---- EXTRACTED DATA

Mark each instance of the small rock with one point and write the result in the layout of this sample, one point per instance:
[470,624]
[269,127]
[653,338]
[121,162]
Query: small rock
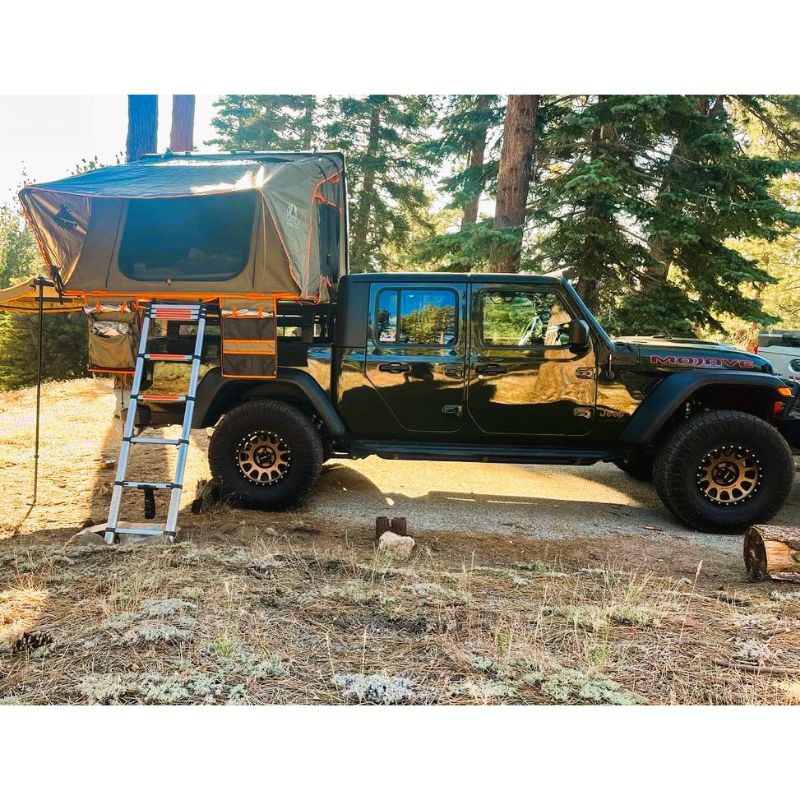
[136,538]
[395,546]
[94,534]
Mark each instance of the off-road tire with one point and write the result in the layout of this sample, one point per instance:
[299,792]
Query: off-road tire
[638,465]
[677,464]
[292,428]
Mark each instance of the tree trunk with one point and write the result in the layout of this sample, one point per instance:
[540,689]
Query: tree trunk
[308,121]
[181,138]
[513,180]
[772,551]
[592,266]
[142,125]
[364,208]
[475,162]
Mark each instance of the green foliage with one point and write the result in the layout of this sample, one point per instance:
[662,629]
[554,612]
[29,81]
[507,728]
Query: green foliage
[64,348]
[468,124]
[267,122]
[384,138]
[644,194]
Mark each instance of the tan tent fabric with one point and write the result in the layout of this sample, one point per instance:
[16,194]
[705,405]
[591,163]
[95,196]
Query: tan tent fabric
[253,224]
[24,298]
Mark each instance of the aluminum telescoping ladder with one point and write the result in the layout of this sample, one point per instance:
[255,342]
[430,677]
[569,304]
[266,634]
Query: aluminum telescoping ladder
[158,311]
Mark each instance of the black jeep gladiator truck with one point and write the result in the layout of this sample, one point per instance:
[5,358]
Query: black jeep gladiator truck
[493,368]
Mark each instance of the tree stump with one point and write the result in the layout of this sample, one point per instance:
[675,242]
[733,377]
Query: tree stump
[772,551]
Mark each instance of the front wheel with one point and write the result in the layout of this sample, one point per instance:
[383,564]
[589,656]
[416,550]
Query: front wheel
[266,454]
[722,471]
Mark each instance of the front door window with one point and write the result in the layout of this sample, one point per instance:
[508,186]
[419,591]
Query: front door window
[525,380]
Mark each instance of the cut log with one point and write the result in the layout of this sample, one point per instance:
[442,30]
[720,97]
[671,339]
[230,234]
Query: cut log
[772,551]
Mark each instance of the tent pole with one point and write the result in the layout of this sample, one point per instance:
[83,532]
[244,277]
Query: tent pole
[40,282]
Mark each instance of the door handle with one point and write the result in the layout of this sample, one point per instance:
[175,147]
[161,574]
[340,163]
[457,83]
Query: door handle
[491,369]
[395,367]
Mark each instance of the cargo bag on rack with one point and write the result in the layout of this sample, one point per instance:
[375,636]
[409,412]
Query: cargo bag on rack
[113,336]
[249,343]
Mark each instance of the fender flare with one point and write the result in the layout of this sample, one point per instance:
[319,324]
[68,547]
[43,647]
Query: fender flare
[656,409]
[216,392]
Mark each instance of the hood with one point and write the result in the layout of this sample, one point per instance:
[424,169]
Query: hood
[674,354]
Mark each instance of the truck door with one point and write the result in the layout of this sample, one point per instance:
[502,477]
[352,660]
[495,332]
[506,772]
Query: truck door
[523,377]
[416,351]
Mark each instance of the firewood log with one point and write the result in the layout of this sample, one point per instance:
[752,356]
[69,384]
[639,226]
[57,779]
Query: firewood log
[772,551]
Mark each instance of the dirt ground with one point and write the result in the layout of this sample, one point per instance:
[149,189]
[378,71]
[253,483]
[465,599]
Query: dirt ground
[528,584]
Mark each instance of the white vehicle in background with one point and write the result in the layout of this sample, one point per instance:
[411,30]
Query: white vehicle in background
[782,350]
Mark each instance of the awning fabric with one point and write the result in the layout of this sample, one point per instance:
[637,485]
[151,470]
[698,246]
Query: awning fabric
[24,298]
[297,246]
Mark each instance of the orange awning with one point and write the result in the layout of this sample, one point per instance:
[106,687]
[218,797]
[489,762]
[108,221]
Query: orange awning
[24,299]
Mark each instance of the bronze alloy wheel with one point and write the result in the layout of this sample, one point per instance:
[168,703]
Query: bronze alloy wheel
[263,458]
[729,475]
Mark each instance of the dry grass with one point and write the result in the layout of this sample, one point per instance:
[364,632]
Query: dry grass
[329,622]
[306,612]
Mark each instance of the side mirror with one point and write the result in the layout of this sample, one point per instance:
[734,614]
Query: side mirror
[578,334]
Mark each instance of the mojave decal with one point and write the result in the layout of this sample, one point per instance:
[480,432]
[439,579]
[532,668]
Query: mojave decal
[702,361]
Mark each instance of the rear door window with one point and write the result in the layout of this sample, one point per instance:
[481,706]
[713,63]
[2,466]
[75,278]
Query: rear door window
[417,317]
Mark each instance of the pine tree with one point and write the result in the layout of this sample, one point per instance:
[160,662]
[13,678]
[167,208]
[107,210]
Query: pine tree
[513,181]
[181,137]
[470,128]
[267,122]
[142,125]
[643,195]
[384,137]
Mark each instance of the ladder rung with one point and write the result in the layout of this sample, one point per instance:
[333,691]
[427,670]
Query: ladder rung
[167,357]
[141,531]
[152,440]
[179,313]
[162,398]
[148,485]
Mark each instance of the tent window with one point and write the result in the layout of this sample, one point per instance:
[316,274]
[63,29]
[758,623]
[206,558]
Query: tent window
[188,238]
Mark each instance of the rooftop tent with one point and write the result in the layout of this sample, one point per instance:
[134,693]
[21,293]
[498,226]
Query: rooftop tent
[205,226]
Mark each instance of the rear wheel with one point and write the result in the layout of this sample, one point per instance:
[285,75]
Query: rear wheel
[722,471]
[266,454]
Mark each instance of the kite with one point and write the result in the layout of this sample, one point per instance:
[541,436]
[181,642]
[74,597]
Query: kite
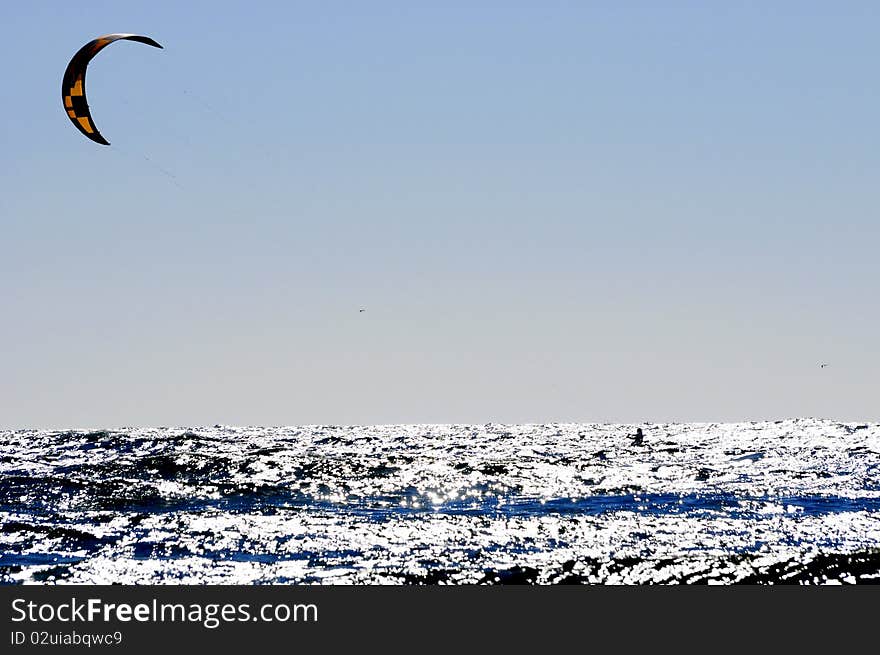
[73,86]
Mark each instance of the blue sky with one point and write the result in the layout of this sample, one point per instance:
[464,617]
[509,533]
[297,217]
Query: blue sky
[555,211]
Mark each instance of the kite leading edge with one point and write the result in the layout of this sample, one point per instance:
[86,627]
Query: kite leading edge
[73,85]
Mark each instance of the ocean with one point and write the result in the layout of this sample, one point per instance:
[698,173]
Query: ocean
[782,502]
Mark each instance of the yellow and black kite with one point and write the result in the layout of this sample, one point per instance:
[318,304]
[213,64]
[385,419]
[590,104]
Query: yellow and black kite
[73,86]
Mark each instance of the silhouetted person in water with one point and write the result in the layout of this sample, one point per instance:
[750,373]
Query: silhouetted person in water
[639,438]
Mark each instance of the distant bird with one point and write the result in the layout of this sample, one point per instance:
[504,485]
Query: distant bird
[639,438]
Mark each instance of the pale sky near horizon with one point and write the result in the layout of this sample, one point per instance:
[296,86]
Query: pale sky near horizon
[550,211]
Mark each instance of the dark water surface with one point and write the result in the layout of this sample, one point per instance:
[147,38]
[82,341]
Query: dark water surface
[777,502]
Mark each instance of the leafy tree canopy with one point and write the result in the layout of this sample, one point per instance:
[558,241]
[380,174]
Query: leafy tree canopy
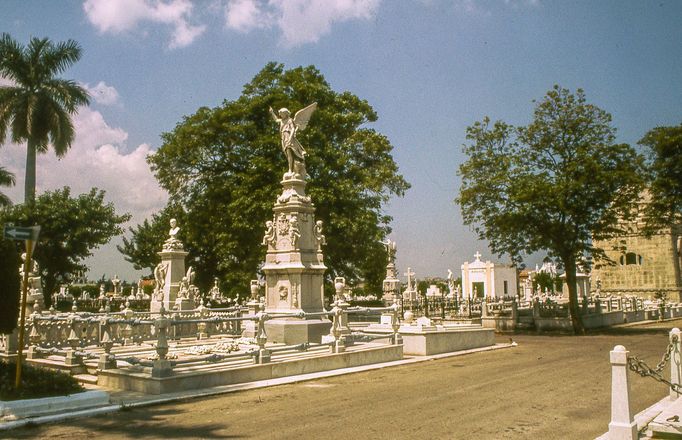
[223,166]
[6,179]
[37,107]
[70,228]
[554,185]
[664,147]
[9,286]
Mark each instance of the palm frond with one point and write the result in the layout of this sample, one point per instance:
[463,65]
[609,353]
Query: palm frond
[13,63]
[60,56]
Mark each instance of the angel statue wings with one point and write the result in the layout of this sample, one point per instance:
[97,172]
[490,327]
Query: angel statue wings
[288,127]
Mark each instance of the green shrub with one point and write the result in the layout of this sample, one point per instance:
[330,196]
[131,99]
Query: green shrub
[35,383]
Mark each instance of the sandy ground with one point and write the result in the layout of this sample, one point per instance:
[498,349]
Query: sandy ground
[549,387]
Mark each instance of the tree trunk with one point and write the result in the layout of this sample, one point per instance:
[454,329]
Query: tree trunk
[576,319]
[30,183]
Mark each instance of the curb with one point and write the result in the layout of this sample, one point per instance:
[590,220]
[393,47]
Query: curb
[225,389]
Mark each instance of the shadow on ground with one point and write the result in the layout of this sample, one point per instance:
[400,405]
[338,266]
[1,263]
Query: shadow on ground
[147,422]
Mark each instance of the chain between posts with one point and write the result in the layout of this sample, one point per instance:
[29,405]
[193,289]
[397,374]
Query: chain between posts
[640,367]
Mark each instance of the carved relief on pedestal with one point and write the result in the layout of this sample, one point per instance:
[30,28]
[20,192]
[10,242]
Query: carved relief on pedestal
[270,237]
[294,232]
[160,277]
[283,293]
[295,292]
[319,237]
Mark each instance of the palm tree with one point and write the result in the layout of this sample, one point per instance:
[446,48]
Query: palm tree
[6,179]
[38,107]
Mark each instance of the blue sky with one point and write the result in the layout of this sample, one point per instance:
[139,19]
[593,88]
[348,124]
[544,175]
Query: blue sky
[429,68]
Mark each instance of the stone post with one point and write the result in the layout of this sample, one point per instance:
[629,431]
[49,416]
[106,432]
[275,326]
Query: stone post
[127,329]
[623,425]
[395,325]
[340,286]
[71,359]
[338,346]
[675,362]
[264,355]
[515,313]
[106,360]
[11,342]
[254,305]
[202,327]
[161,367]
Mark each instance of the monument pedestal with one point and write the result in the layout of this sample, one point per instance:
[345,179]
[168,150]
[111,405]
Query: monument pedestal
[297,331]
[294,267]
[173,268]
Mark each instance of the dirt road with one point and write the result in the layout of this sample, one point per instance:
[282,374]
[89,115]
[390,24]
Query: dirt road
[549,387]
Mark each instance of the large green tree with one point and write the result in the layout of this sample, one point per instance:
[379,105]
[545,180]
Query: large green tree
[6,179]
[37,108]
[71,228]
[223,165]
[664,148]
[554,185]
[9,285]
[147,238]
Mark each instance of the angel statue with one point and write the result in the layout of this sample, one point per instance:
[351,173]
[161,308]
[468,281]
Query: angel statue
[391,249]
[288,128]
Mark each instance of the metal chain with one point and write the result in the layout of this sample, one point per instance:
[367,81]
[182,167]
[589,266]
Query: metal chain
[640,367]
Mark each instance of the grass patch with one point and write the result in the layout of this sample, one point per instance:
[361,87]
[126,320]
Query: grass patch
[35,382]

--------

Starting with the line that contains "Mark each instance of the dirt road", write out each line through the end of the listing, exactly as it appears, and include nothing else.

Mark each instance of the dirt road with one point and write the result in the layout of this sample, one point per instance:
[282,374]
[89,115]
[390,24]
Query: dirt road
[549,387]
Mark each instance of the large green tree with one point and write the result in the layout of this sample, one point per instance:
[379,105]
[545,180]
Query: large green tree
[6,179]
[37,108]
[71,228]
[223,165]
[664,148]
[554,185]
[9,285]
[147,238]
Mark each instance of the angel statue with one point and write the result in the layout of this sample, one point per instance:
[351,173]
[161,308]
[468,281]
Query: angel statue
[391,249]
[288,128]
Mark each instance of the metal chain with one point and write the result in the layout of this sample, one point per instance:
[367,81]
[182,167]
[589,266]
Query: metal chain
[640,367]
Mark each instance of the grass patch with one point and write the result in the layout of this sample, one point per instance:
[361,87]
[126,320]
Query: grass patch
[35,382]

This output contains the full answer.